***** INPUT DATA *****

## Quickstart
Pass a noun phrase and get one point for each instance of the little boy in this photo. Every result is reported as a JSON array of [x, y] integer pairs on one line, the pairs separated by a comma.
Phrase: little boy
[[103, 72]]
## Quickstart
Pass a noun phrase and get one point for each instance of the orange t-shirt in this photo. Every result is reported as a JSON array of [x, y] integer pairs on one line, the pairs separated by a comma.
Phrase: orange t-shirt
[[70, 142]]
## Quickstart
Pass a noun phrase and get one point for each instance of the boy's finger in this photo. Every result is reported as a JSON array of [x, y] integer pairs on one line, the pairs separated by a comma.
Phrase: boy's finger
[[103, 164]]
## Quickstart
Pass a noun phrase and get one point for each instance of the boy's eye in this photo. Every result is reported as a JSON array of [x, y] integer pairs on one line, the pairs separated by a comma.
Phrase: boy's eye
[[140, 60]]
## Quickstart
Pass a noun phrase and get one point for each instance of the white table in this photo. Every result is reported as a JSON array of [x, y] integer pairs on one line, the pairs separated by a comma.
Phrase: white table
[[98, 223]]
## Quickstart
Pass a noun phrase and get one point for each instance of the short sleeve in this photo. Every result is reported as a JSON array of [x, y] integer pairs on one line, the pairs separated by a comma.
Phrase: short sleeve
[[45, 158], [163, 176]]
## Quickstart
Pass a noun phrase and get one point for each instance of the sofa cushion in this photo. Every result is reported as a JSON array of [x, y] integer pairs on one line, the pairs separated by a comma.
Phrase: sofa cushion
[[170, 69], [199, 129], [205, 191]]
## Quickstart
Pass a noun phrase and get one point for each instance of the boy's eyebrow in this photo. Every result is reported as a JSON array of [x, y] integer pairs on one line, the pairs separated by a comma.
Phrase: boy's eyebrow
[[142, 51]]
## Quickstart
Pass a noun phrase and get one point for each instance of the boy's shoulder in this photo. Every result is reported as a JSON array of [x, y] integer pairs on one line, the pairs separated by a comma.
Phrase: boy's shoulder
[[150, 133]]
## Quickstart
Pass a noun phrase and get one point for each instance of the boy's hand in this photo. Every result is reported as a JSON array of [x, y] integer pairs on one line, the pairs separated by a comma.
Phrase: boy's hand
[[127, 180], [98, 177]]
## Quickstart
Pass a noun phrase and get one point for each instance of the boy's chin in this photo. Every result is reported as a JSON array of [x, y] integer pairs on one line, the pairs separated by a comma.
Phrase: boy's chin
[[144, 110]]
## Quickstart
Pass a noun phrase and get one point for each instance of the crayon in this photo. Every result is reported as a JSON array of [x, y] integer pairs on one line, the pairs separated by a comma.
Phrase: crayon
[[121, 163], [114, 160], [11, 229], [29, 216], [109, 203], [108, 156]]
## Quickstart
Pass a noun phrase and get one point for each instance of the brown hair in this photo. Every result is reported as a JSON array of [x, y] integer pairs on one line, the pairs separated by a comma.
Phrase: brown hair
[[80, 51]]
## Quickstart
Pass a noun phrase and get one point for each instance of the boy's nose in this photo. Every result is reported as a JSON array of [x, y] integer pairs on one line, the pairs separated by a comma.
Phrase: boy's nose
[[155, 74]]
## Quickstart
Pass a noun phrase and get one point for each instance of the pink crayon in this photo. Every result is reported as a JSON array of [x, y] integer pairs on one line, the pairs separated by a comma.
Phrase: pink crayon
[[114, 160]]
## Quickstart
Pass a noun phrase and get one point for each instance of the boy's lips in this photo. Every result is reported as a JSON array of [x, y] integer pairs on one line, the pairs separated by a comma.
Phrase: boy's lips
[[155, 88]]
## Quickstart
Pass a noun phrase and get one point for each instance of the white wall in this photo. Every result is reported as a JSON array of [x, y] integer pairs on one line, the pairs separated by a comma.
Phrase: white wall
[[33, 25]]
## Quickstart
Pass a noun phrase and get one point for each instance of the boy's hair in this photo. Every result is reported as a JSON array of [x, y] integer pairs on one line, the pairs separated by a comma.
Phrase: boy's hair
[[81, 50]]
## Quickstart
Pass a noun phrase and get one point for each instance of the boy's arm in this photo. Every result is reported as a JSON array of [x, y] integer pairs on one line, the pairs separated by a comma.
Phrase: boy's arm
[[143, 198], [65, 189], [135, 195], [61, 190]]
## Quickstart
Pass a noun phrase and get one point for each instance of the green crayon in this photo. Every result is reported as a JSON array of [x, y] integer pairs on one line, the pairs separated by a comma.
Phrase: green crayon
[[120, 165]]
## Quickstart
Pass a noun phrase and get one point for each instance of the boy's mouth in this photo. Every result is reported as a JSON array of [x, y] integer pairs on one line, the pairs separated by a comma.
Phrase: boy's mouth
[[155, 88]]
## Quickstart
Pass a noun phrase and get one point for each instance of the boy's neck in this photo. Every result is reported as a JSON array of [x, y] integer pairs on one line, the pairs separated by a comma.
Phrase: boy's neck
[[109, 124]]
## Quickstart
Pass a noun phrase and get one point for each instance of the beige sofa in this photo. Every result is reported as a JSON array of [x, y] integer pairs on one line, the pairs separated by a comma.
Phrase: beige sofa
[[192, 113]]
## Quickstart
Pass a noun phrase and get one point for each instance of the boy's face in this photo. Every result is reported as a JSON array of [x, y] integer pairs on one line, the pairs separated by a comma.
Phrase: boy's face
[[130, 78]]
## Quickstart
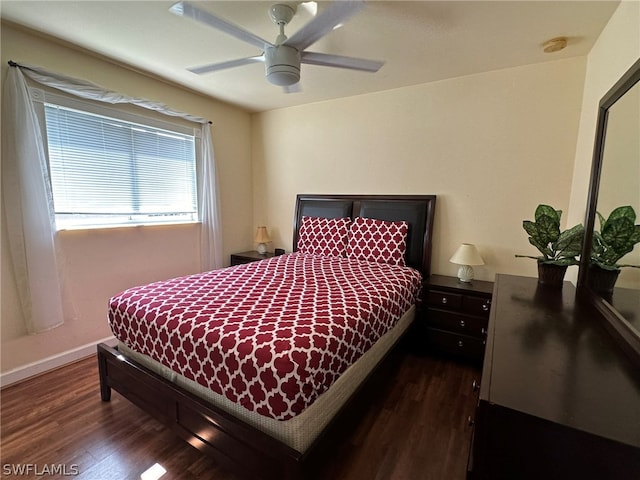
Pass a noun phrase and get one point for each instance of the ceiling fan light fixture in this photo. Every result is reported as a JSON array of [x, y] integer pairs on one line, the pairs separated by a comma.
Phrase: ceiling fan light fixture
[[282, 65]]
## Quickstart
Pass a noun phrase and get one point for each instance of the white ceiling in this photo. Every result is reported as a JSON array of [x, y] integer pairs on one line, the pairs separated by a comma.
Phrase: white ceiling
[[420, 41]]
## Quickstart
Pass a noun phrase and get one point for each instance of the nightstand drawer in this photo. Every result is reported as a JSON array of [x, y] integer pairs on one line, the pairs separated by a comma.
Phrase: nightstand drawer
[[444, 299], [456, 322], [459, 345], [476, 306]]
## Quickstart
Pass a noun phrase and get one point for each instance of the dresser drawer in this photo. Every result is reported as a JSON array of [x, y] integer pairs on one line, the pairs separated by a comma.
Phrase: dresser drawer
[[476, 305], [455, 344], [444, 299], [456, 322]]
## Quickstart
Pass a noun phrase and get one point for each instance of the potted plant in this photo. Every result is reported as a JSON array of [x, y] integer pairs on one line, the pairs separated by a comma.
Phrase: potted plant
[[617, 236], [558, 249]]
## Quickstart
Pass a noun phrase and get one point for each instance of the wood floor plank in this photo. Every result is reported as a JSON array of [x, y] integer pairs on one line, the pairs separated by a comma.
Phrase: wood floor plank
[[413, 426]]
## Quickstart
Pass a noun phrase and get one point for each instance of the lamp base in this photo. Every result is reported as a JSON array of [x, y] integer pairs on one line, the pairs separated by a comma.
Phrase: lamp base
[[465, 273]]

*****

• [TASK TO COMPLETE] In your copy, leave out the pictures and reproduce the material above exactly.

• [WRITTEN RESPONSE]
## Quickstart
Pass a noun phrase and get one point for each instance of the little boy in this photo. Every result is reported as a JSON array of [x, y] integer pairs on one line, the pairs separated by a comma.
Phrase: little boy
[[103, 72]]
## Quickstart
Pass a noun phrase and get one point for each instance of the orange t-shirt in this photo. Every result is reported as a JSON array of [x, y] integer pairs on one line, the pairs separated by a comma.
Phrase: orange t-shirt
[[70, 142]]
## Quickstart
Pass a noun phrase and get one point for each instance of the boy's finger in this photo. Every result is reported as a JSON array of [x, y] integer pairs on one line, the pairs separated by a comma.
Phrase: boy's finger
[[103, 164]]
## Quickstart
Pass a noun phrase and get one point for each instance of the boy's eye in this photo. Every result is reported as a JSON array of [x, y] integer pairs on one line, the pairs separated by a comma.
Phrase: boy's eye
[[140, 60]]
## Quickstart
Pass a noun phrase and get one point for each instance of the white table in this photo. Every result is reported as a JSON array of [x, y] integer pairs on one line, the pairs separated by a comma.
Phrase: white table
[[98, 223]]
## Quickstart
Pass a noun phrase and get one point for each instance of the short sleeve in this photo. Every result is reported as a JSON array of [x, y] integer pairs on one line, the pairs separated by a comma.
Phrase: short sleeve
[[45, 158], [163, 176]]
## Quickstart
Pass a noun phrase and get one point for each instance of the sofa cushion in this photo. Every result is reported as a JSON array of [x, y] integer pairs on one line, the pairs separated by a comma.
Phrase: sofa cushion
[[170, 69], [199, 129], [205, 191]]
## Quickstart
Pass a noun phrase and get one point for each instance of the boy's eyebrow in this photo. Every result is reported as a JSON array of [x, y] integer pairs on one line, the pairs separated by a comma.
Phrase: boy's eyebrow
[[142, 51]]
## Quickstart
Pass a noun phrase and get one point for each instance of the boy's shoulder in this photo. Every result is reported as a JSON array of [x, y] integer pairs on one line, the pairs separated by a comma.
Phrase: boy's shoulder
[[150, 133]]
## Quickstart
Pass a noun phrase and get one point for each instance of the boy's hand in this photo. Every result is reported as a JSON array of [x, y] integer pairs on one line, the pairs separated by a comma.
Phrase: boy's hand
[[127, 180], [98, 177]]
## Quickstart
Pass a noun phrase and get one point for each instance of the boy's chin in this photo. Every result is reported as a JSON array of [x, y] integer pairs on one line, the pairs separated by a comma.
Phrase: boy's chin
[[144, 110]]
## Quickstart
Pass a noun phrase and get one point for each instance of the crayon in this photo. Every result is reported as a JSON array of [x, y] integer pairs on one line, the pairs separated by a comma.
Phrase: crayon
[[121, 163], [114, 160], [11, 229], [29, 216], [109, 203], [108, 156]]
## Quickstart
Pass a noun phrase and get one point for each instance of the brown hair in this photo. Every result is reported as a JSON array of [x, y] integer pairs on one line, the pairs separated by a comma.
Phrase: brown hair
[[80, 51]]
## Quickstart
Pass a noun phrase and get one point for each instance of the boy's nose in this photo. Every result is reported as a JSON array of [x, y] integer pairs on one line, the pairs separated by a comma.
Phrase: boy's nose
[[155, 74]]
## Quickstart
Pass a noun phrase and get one point for each instance of the pink crayon in this photo. Every result is reported as a JSON array of [x, y] integer pairs on one line, the pairs separated by a comma.
Phrase: pink crayon
[[114, 160]]
## Quickstart
Pass a noun phrase and get one point for each instance of the boy's lips in this photo. Every result is reported as a JSON array of [x, y] integer pairs on one line, the pairs separated by a comma.
Phrase: boy's lips
[[155, 88]]
## Quickstart
Pass a noun phrase and get one point for each instance of the white wall in this photo. Every result is reported as a JSON array of [x, y] integer pairs on one line, the pairs separated by a comma.
Phrase: white wall
[[33, 25]]
## Quickstart
Pass a noun phrase and get one point for each instance of the boy's hair in this photo. Every result is reported as a JSON array of [x, y] integer pairs on one line, the pairs separated by a comma.
Phrase: boy's hair
[[81, 50]]
## Quickstart
Pass a noun phrase and get one point for each instance of the boy's arm in this photo. Every result is reported as a JSON array of [x, y] integer pairs on one line, the pairs separated by a comma.
Phrase: boy's arm
[[143, 198], [65, 189], [135, 195], [61, 190]]
## Quickstart
Pass a noun phrase and get one point for each instance of the green crayon in this photo. Every result is reported as a JSON array of [x, y] integer pairs on one line, the pairs separated by a comma.
Phrase: green crayon
[[120, 165]]
## Quickstart
Pass a noun phrase and get one point for each instance of the boy's mouth in this photo. Every result is reported as a JSON array of [x, y] integer pairs on one line, the pairs separated by a comma.
Phrase: boy's mouth
[[155, 88]]
## Quickstart
Pass a noun phrase and get one point for each instance of the boy's neck in this photo. Every result is reported as a JSON array of [x, y] integer pairs on one line, the pairs separated by a comma.
Phrase: boy's neck
[[109, 124]]
## Quickstart
Pass a noun phrase and get one point for each instance of the beige sofa in this photo. Every result is reported as a JSON array of [x, y] integer pairs on one line, the pairs separated by a comma.
Phrase: beige sofa
[[192, 113]]
## Quickstart
Pass a noun phrase and get one point for each instance of the boy's face in this photo. Every result is reported as a JSON array of [x, y] integer pairs on one line, the pairs separated by a comma.
Phrase: boy's face
[[130, 78]]
## Quickstart
Pass a noun phrase and get one point for each instance of the ceiling fan light fixture in this photo. Every result is reported as a JSON array of [x, y] integer pairs on one line, the pairs separated by a comma.
Phrase: ceiling fan light fixture
[[282, 65]]
## Quickstart
Pass a noun phrase and get one point for each instance of the white ceiling in this photo. Every result is reported as a JSON array of [x, y] integer pairs on one line, the pairs separated by a comma.
Phrase: white ceiling
[[420, 41]]
## Quickstart
Pass a noun phrase and get one point for each instance of the nightstand drawer in this photo. Every result is reported as a JSON array of [x, y] integer pairs on one line, the pairs separated by a comma.
Phrase: nightstand drawer
[[444, 299], [456, 322], [459, 345], [476, 306]]
## Quickstart
Pass a noun phrase and get one point for each instance of the dresser drawer in this photo. Every result is reported as a JSON array of [x, y] integer pairs on one line, the pairs separated by a comma.
Phrase: dresser drawer
[[476, 305], [455, 344], [444, 299], [456, 322]]
## Quickstart
Pass a noun phrase and get one point for each instance of the potted plant in this photo. Every result is reported as a JSON array of [x, y] integer pairs on one line, the pairs separated by a comma.
Phrase: potted plant
[[617, 236], [558, 249]]
## Quickstart
Pass a noun phrase and get one point for each instance of the wood floor plank in this photo. Every result is reported as a JSON array of [x, y] integer pairs on one line, the pairs separated by a comma.
Phrase: wood floor plank
[[413, 426]]
## Quickstart
Pass a noun phrase and get one point for each instance of the lamp base in this photo. Every result is reported as a JSON array of [x, y] integer pairs on one line, the pairs separated by a comma.
Phrase: lamp base
[[465, 273]]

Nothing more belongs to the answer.